[Excerpted passage — start]
WizardLM and the Art of Synthetic Data
WizardLM took a different approach to the problem. Where Vicuna mined real human-ChatGPT conversations and Guanaco used human-written preference data, WizardLM’s team asked a more provocative question: what if you let the LLM generate its own training instructions?
Their answer was Evol-Instruct, a pipeline that uses GPT-4 to take simple seed instructions and evolve them — making them more complex, adding constraints, deepening the reasoning required, branching into harder variants. The generated dataset is entirely synthetic, but the complexity gradients baked into it turn out to matter enormously for training instruction-following models.
In October 2023, WizardLM-70B debuted on Chatbot Arena and immediately took the top open-source spot, displacing Vicuna-33B. The jump to 70B parameters (using LLaMA 2 as a base) helped, but so did the training methodology. Evol-Instruct produced richer, more varied instruction distributions than scraping ShareGPT could provide at scale. Among open source models of that era, WizardLM-70B represented the clearest evidence yet that synthetic data could rival human-curated alternatives.
[Excerpted passage — finish]
[Data provided — start]
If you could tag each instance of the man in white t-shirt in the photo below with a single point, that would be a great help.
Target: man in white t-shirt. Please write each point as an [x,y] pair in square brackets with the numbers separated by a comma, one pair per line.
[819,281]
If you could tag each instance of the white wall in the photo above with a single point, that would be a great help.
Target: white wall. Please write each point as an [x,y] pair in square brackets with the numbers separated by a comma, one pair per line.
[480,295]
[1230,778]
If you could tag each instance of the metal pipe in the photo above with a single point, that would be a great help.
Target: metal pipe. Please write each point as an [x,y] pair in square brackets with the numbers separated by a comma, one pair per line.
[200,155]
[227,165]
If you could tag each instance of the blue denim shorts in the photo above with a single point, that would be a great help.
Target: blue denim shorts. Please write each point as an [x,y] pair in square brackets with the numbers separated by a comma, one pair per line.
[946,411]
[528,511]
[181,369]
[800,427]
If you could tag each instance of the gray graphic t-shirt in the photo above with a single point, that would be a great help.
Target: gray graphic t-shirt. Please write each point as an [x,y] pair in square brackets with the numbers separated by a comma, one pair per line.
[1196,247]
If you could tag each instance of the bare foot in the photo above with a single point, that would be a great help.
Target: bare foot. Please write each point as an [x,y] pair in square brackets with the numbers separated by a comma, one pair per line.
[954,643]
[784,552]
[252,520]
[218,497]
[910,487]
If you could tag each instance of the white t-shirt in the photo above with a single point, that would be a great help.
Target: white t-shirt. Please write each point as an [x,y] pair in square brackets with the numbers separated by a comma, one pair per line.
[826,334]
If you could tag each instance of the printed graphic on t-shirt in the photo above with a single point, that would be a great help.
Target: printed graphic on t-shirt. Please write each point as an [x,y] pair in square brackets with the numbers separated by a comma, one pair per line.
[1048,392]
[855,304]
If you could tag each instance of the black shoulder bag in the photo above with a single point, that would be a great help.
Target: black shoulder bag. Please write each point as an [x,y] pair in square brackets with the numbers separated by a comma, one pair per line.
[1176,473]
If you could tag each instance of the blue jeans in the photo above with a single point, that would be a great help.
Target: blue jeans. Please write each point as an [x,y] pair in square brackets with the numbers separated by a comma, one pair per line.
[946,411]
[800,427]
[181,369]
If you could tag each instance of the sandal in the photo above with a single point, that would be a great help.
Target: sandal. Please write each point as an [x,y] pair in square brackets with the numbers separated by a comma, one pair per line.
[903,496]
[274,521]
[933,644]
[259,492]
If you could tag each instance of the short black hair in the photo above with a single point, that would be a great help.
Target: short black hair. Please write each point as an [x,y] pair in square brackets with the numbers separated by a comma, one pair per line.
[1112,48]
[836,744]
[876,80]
[Data provided — finish]
▶ Brief:
According to the WizardLM passage, which model did WizardLM-70B displace from the top open-source spot on Chatbot Arena?

▶ Task result:
Vicuna-33B